■ YOUR INSTRUCTIONS:
Gather every line in the rows below that contains the word "window", and copy each such line in full. Case counts when matching.

■ RECORDS PROVIDED:
━━━━
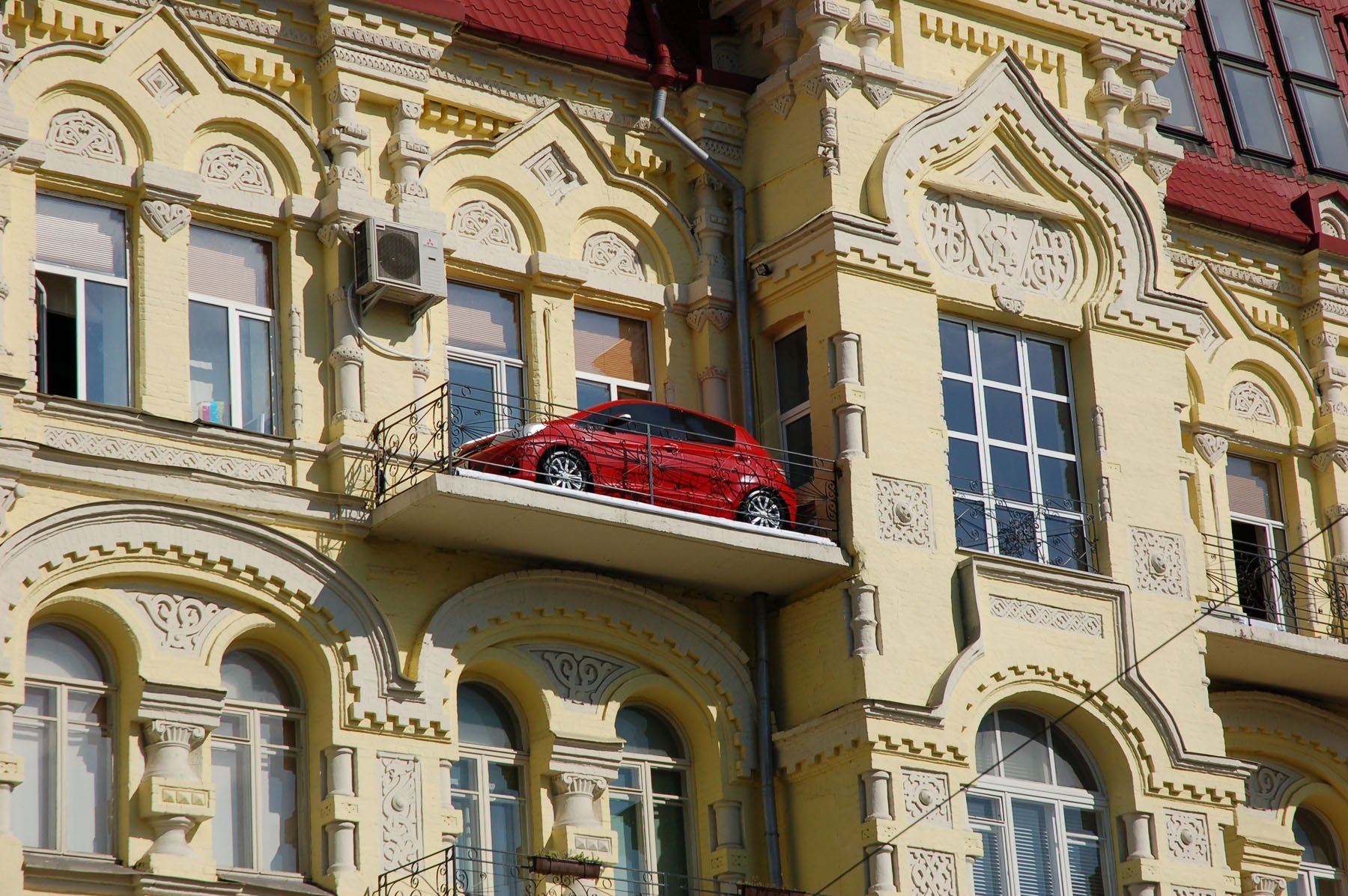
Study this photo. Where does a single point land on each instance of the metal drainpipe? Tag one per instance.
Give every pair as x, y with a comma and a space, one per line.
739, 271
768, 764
━━━━
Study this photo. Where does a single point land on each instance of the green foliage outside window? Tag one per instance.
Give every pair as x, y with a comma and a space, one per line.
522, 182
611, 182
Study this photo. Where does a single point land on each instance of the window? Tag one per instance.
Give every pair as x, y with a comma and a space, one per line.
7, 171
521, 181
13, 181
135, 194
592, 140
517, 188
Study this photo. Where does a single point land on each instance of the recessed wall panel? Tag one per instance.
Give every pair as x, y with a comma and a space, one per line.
━━━━
■ THE COMPLETED TASK:
Study this photo. Where does a single point land on each instance of the green foliage outside window? Tag one per instance.
Study this photo. Where does a single point land on each instance of the window? Tag one per instance.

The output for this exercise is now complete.